**Problem to work on**: Reproduce all of the records below as a numbered list. Skip any blank lines, and leave the pictures out of your answer.

**Data supplied**:
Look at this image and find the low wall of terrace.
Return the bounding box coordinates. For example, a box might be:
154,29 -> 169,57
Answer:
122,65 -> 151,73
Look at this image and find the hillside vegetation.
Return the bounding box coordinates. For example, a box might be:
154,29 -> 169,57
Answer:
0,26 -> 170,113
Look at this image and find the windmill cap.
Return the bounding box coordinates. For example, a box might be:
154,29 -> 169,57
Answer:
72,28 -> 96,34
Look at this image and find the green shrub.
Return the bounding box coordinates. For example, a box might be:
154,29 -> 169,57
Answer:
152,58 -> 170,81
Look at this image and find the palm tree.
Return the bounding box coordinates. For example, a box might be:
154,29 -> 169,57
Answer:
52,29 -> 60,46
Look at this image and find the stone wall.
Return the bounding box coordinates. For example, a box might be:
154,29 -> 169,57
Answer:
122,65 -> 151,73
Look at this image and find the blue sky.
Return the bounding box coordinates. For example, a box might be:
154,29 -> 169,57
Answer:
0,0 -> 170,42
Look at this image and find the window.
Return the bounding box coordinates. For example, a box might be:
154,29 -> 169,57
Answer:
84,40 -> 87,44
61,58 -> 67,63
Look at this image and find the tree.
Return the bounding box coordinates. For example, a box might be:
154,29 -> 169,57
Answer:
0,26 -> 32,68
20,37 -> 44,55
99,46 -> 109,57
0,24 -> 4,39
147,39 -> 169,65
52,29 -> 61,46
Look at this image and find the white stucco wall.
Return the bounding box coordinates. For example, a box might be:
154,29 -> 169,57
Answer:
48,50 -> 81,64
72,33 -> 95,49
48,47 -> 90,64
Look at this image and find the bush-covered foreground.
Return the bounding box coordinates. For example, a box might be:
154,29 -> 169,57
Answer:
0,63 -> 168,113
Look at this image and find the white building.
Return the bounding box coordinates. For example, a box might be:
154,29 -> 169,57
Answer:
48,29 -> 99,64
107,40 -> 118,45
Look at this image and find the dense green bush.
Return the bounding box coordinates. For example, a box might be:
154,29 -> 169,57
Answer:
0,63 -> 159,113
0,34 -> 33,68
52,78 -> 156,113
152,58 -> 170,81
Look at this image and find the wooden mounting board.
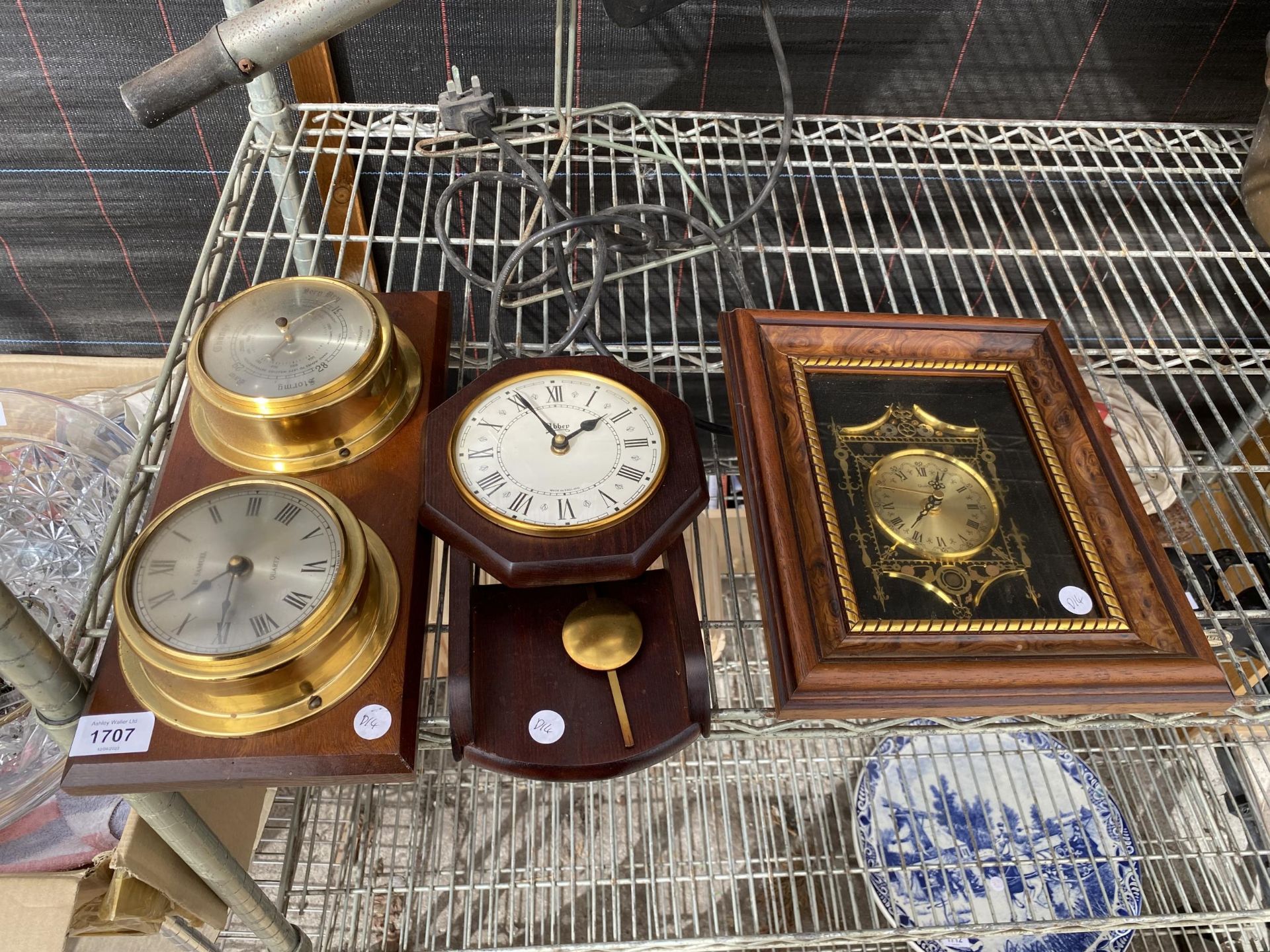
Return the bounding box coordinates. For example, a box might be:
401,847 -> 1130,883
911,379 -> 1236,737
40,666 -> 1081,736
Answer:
62,292 -> 450,795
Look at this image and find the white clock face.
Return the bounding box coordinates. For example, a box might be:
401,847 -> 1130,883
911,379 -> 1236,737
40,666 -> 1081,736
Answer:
131,483 -> 344,655
199,278 -> 376,397
451,371 -> 665,532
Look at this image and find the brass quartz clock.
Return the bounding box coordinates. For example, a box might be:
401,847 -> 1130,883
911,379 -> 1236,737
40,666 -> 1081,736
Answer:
188,277 -> 421,473
114,476 -> 400,736
828,403 -> 1039,618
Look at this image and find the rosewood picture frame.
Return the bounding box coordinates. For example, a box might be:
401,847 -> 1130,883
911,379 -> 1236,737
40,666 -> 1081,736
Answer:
719,309 -> 1232,717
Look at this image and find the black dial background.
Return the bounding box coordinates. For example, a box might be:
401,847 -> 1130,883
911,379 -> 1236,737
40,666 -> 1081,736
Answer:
808,372 -> 1103,619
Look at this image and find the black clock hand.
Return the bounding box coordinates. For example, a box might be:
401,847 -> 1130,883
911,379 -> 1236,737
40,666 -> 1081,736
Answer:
512,393 -> 556,439
181,569 -> 231,602
216,573 -> 237,643
910,496 -> 944,530
564,414 -> 607,443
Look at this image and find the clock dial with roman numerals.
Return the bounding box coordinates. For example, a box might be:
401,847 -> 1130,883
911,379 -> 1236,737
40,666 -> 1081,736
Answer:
131,483 -> 344,655
867,450 -> 1001,561
450,370 -> 667,534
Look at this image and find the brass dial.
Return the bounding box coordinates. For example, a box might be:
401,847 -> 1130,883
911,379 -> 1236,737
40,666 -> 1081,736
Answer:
866,448 -> 1001,561
114,477 -> 400,736
188,277 -> 421,473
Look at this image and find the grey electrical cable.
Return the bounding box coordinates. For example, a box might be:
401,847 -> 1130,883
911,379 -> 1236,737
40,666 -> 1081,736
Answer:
433,0 -> 794,358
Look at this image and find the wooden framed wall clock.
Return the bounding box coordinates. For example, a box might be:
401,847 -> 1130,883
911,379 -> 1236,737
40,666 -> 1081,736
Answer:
419,357 -> 708,586
720,311 -> 1230,717
419,357 -> 710,781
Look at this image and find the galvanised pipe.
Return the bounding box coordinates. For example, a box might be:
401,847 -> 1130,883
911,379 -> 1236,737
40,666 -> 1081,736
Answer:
119,0 -> 399,128
0,580 -> 312,952
0,580 -> 87,750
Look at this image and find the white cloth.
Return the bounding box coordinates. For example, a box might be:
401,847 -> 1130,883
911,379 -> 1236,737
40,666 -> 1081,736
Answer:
1081,371 -> 1186,516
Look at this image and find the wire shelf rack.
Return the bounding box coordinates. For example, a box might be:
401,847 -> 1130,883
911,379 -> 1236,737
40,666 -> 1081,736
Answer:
80,104 -> 1270,952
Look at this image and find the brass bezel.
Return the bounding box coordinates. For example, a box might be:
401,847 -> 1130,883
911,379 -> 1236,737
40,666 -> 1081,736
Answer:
788,357 -> 1129,636
114,476 -> 400,738
865,447 -> 1001,563
187,276 -> 423,473
446,368 -> 669,538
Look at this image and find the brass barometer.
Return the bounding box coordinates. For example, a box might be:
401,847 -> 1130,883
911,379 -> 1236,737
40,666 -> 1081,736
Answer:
114,476 -> 400,736
188,277 -> 421,473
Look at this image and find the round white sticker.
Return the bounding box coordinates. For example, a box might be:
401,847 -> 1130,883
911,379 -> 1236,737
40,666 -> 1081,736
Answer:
530,711 -> 564,744
353,705 -> 392,740
1058,585 -> 1093,614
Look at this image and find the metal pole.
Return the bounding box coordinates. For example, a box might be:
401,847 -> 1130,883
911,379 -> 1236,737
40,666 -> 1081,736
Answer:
119,0 -> 399,128
0,581 -> 312,952
159,915 -> 218,952
225,0 -> 318,274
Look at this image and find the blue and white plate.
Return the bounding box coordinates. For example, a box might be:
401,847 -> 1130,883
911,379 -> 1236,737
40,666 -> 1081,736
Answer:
856,731 -> 1142,952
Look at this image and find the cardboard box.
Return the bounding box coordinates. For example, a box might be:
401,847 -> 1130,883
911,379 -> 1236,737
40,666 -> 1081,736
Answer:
0,787 -> 273,952
0,354 -> 273,952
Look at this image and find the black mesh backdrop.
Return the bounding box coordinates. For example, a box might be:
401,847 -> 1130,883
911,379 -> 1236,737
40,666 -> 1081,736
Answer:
0,0 -> 1270,358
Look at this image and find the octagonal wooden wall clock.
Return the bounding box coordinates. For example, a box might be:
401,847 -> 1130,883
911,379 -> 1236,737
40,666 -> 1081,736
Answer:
419,357 -> 710,781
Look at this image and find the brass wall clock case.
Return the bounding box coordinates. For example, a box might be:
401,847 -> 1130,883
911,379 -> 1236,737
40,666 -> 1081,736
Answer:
114,477 -> 400,738
188,277 -> 421,473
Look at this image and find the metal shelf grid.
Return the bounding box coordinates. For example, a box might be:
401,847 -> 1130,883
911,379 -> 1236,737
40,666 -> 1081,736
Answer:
111,105 -> 1270,952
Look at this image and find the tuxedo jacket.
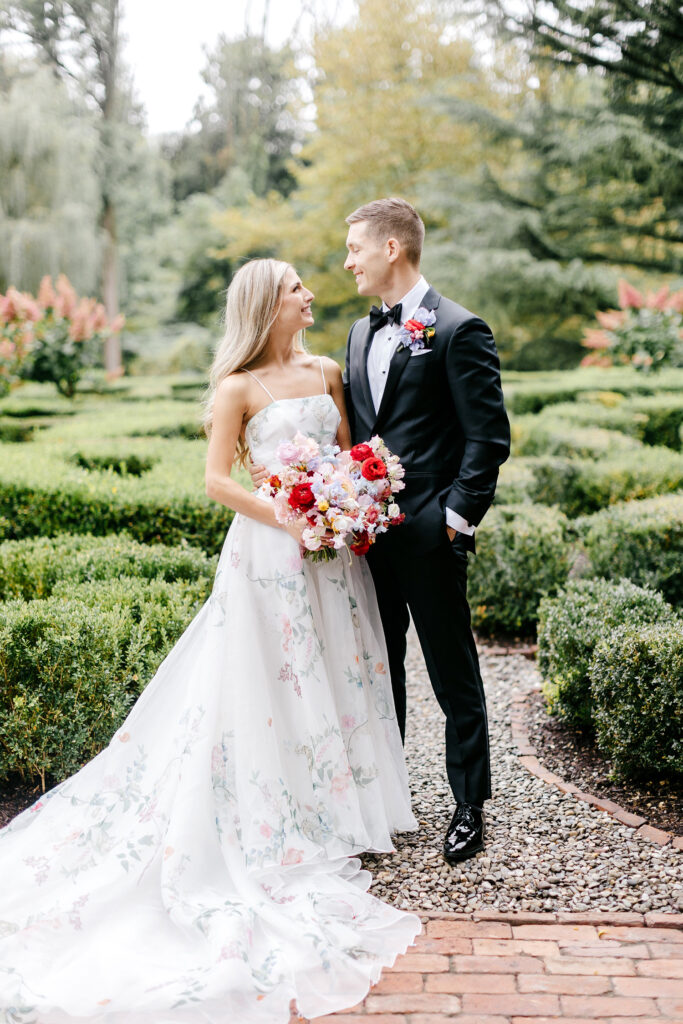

**Result for this task**:
1. Look at this image and find the low wall of terrace.
2. Return the bounding box coordinates. For example, a box might be:
3. 154,29 -> 169,57
4. Answer:
5. 122,65 -> 151,73
6. Look at this image and find the hillside vegetation.
7. Return the bounding box coordinates. For example, a box might be:
8. 154,29 -> 169,57
9. Answer:
10. 0,26 -> 170,113
11. Look at this image and find the windmill cap.
12. Return the bounding box coordinates. For example, a box might be:
13. 154,29 -> 169,57
14. Answer:
15. 72,28 -> 96,34
16. Look at this image and find the green shrub.
17. Return the bounding box coordinates. For example, a box might be:
18. 154,29 -> 169,57
19. Answer:
20. 152,58 -> 170,81
21. Look at this image and find the palm tree.
22. Return the bounding box coordinates. For example, a box might be:
23. 154,29 -> 169,57
24. Answer:
25. 52,29 -> 60,46
26. Look at this image and find the stone wall.
27. Return the bounding box coordinates. For example, a box might be:
28. 154,29 -> 169,57
29. Answer:
30. 122,65 -> 151,73
31. Look at this image and find the blue sky.
32. Return the bounding box coordinates. For example, a box might be:
33. 154,29 -> 169,57
34. Answer:
35. 0,0 -> 170,42
36. Look at this image and find the window.
37. Return the bounding box coordinates. For example, a box might be:
38. 154,29 -> 169,57
39. Answer:
40. 84,40 -> 87,44
41. 61,58 -> 67,63
42. Look at this image and find the tree.
43. Return the bounding box coordinates. For example, a box might be:
44. 154,29 -> 169,57
45. Answer:
46. 0,26 -> 32,68
47. 20,37 -> 44,55
48. 99,46 -> 109,57
49. 0,24 -> 4,39
50. 147,39 -> 169,65
51. 52,29 -> 61,46
52. Look at this image and find the white stucco wall.
53. Return the bounding box coordinates. For example, a box might be:
54. 154,29 -> 169,57
55. Answer:
56. 48,50 -> 81,64
57. 72,33 -> 95,49
58. 48,47 -> 90,64
59. Look at this image and find the bush-covered foreground.
60. Return the bounding box coordinates. For example, a box might be:
61. 154,29 -> 169,57
62. Answer:
63. 0,63 -> 168,113
64. Look at this image and find the white building.
65. Return the bounding box coordinates. For example, a box might be:
66. 154,29 -> 169,57
67. Answer:
68. 48,29 -> 99,64
69. 107,40 -> 118,45
70. Look at this image and find the dense green bush.
71. Return the bounding box coordinates. For example, a box might be:
72. 154,29 -> 169,57
73. Answer:
74. 0,63 -> 159,113
75. 0,34 -> 33,68
76. 52,78 -> 156,113
77. 152,58 -> 170,81
78. Look at this image and find the wooden mounting board.
79. Return the bounding box coordinates. For example, a box might be:
80. 401,847 -> 1130,883
81. 911,379 -> 1236,737
82. 40,666 -> 1081,736
83. Answer:
84. 62,292 -> 450,795
85. Look at this image and find the white clock face.
86. Return the bounding box coordinates. For example, a box might be:
87. 401,847 -> 1130,883
88. 911,379 -> 1236,737
89. 40,666 -> 1081,736
90. Answer:
91. 131,483 -> 344,655
92. 199,278 -> 376,397
93. 451,371 -> 665,532
94. Look at this image and find the brass quartz clock.
95. Return the bounding box coordinates. For example, a box might be:
96. 401,847 -> 1130,883
97. 911,379 -> 1236,737
98. 40,666 -> 1081,736
99. Answer:
100. 188,277 -> 421,473
101. 114,476 -> 400,736
102. 828,403 -> 1039,618
103. Look at this image and find the rosewood picture frame.
104. Return the bounding box coordinates. For example, a box might be:
105. 401,847 -> 1130,883
106. 911,379 -> 1236,737
107. 40,666 -> 1081,736
108. Answer:
109. 719,309 -> 1232,717
110. Look at this image and find the black dial background.
111. Return the bounding box coordinates. For example, a box might be:
112. 401,847 -> 1130,883
113. 911,379 -> 1236,737
114. 40,666 -> 1081,736
115. Answer:
116. 808,372 -> 1103,619
117. Look at this image and find the black clock hand.
118. Return the bounding box coordinates. For example, a box might be:
119. 401,847 -> 1130,883
120. 911,379 -> 1236,737
121. 40,666 -> 1081,736
122. Answer:
123. 512,393 -> 556,439
124. 181,569 -> 231,602
125. 216,573 -> 237,643
126. 910,496 -> 944,530
127. 564,414 -> 607,443
128. Look at this image and find the clock dial with roman numerals.
129. Return the bounding box coordinates. For example, a box might be:
130. 401,847 -> 1130,883
131. 911,379 -> 1236,737
132. 40,666 -> 1081,736
133. Answer:
134. 131,483 -> 344,655
135. 867,450 -> 1001,561
136. 450,370 -> 667,534
137. Look at this image and find the brass dial.
138. Return the bounding box coordinates. For example, a box might be:
139. 401,847 -> 1130,883
140. 911,379 -> 1236,737
141. 40,666 -> 1081,736
142. Answer:
143. 866,448 -> 1001,561
144. 114,477 -> 400,736
145. 188,277 -> 421,473
146. Look at this image and find the grey electrical cable.
147. Return the bounding box coordinates. For example, a box might be:
148. 401,847 -> 1130,883
149. 911,379 -> 1236,737
150. 40,666 -> 1081,736
151. Answer:
152. 433,0 -> 794,358
153. Look at this image and find the wooden framed wall clock.
154. Return the bounding box coordinates. For example, a box might be:
155. 401,847 -> 1130,883
156. 911,379 -> 1236,737
157. 40,666 -> 1081,736
158. Answer:
159. 419,357 -> 708,586
160. 720,311 -> 1230,717
161. 419,357 -> 710,781
162. Look at this image and find the galvanised pipe.
163. Return the bounding box coordinates. For example, a box might be:
164. 401,847 -> 1130,883
165. 911,379 -> 1236,737
166. 40,666 -> 1081,736
167. Answer:
168. 119,0 -> 399,128
169. 0,580 -> 312,952
170. 0,580 -> 87,750
171. Look at this image and find the white cloth.
172. Return the bounding box coordinates. For example, a box might be:
173. 401,847 -> 1130,883
174. 911,379 -> 1236,737
175. 40,666 -> 1081,736
176. Answer:
177. 1081,371 -> 1186,516
178. Look at this image and find the wire shelf rack.
179. Return the bounding box coordinates. For example, a box might be:
180. 401,847 -> 1130,883
181. 911,379 -> 1236,737
182. 40,666 -> 1081,736
183. Answer:
184. 80,104 -> 1270,952
185. Look at this image and find the brass bezel.
186. Return the bounding box coordinates. For example, a box might be:
187. 401,847 -> 1130,883
188. 911,379 -> 1236,737
189. 40,666 -> 1081,736
190. Answer:
191. 788,357 -> 1129,636
192. 114,476 -> 400,738
193. 865,447 -> 1001,563
194. 187,276 -> 423,473
195. 446,368 -> 669,538
196. Look at this image and find the brass barometer.
197. Return the bounding box coordinates. For example, a box might be:
198. 401,847 -> 1130,883
199. 911,379 -> 1236,737
200. 40,666 -> 1081,736
201. Answer:
202. 114,476 -> 400,736
203. 188,277 -> 421,473
204. Look at this image and find the round white sticker.
205. Return the bounding box coordinates. For example, a box might be:
206. 401,847 -> 1130,883
207. 911,379 -> 1236,737
208. 40,666 -> 1081,736
209. Answer:
210. 530,711 -> 564,744
211. 353,705 -> 392,740
212. 1058,585 -> 1093,614
213. Look at this image and find the metal pole.
214. Return the bounding box coordinates. For example, a box might be:
215. 401,847 -> 1130,883
216. 911,379 -> 1236,737
217. 40,666 -> 1081,736
218. Answer:
219. 119,0 -> 399,128
220. 0,581 -> 312,952
221. 159,915 -> 218,952
222. 225,0 -> 318,274
223. Look at this image and find the blue and white plate.
224. Return the bounding box coordinates. For example, a box might be:
225. 401,847 -> 1130,883
226. 911,379 -> 1236,737
227. 40,666 -> 1081,736
228. Answer:
229. 856,731 -> 1142,952
230. Look at this image and find the cardboard box.
231. Return the bounding box coordinates. For example, a box might be:
232. 401,847 -> 1130,883
233. 911,379 -> 1236,737
234. 40,666 -> 1081,736
235. Answer:
236. 0,787 -> 273,952
237. 0,354 -> 273,952
238. Look at this image and find the black mesh backdrop.
239. Return the bounding box coordinates. For example, a box might be:
240. 401,847 -> 1130,883
241. 911,379 -> 1236,737
242. 40,666 -> 1081,736
243. Answer:
244. 0,0 -> 1270,358
245. Look at this image and find the octagonal wooden wall clock.
246. Return the bounding box coordinates. For example, a box might be:
247. 401,847 -> 1130,883
248. 911,379 -> 1236,737
249. 40,666 -> 1081,736
250. Answer:
251. 419,357 -> 710,781
252. Look at this image and find the brass wall clock case.
253. Return the bounding box coordinates. For example, a box might be:
254. 401,847 -> 1130,883
255. 911,379 -> 1236,737
256. 40,666 -> 1081,736
257. Answer:
258. 114,477 -> 400,738
259. 188,277 -> 421,473
260. Look at this image and find the metal shelf grid.
261. Return the bounding box coordinates. For example, a box might be:
262. 401,847 -> 1130,883
263. 911,379 -> 1236,737
264. 40,666 -> 1081,736
265. Answer:
266. 111,105 -> 1270,952
267. Look at this image and find the tuxedo jacket.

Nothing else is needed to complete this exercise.